**TASK BRIEF**
Return the lines below in which the string "with" occurs.

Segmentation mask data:

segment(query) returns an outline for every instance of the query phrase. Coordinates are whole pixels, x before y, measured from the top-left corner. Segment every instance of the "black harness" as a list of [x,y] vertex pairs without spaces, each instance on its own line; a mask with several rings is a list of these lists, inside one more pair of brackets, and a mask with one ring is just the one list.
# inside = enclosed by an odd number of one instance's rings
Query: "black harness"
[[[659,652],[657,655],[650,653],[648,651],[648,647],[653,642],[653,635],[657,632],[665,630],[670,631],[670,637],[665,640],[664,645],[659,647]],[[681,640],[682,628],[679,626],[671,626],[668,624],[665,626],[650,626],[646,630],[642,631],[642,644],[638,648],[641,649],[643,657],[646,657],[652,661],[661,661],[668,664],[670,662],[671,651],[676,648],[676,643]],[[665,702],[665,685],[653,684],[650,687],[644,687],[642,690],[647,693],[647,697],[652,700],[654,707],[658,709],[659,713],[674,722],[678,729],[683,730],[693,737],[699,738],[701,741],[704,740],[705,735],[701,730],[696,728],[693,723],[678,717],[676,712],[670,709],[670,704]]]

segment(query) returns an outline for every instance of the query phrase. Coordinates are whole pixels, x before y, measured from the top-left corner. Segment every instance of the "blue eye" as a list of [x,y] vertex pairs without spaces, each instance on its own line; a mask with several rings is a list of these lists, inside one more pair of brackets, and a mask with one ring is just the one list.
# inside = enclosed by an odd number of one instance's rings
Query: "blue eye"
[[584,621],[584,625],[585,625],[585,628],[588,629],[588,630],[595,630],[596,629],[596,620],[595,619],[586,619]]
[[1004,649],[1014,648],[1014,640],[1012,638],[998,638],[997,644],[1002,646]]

**REPLY TO THE TASK**
segment(query) returns an outline for every instance of the query phrase. Coordinates are whole pixels, x before y, measured from the top-left corner. Segment every instance of the "black harness" as a list of [x,y] vertex pairs without spaces, each instance on its own line; a mask with several rings is a list of these lists, inside one more pair of brackets, and a mask with one ring is just the one list.
segment(query) returns an outline for every instance of the query phrase. Coordinates are whole pixels, x before y, measured from the top-left corner. Segment every instance of the "blue eye" as a list of [x,y] vertex pairs without spaces, each instance on its own line; a mask with several rings is a list of these lists, inside one more pair of brackets, and a mask with one ring is just the one list.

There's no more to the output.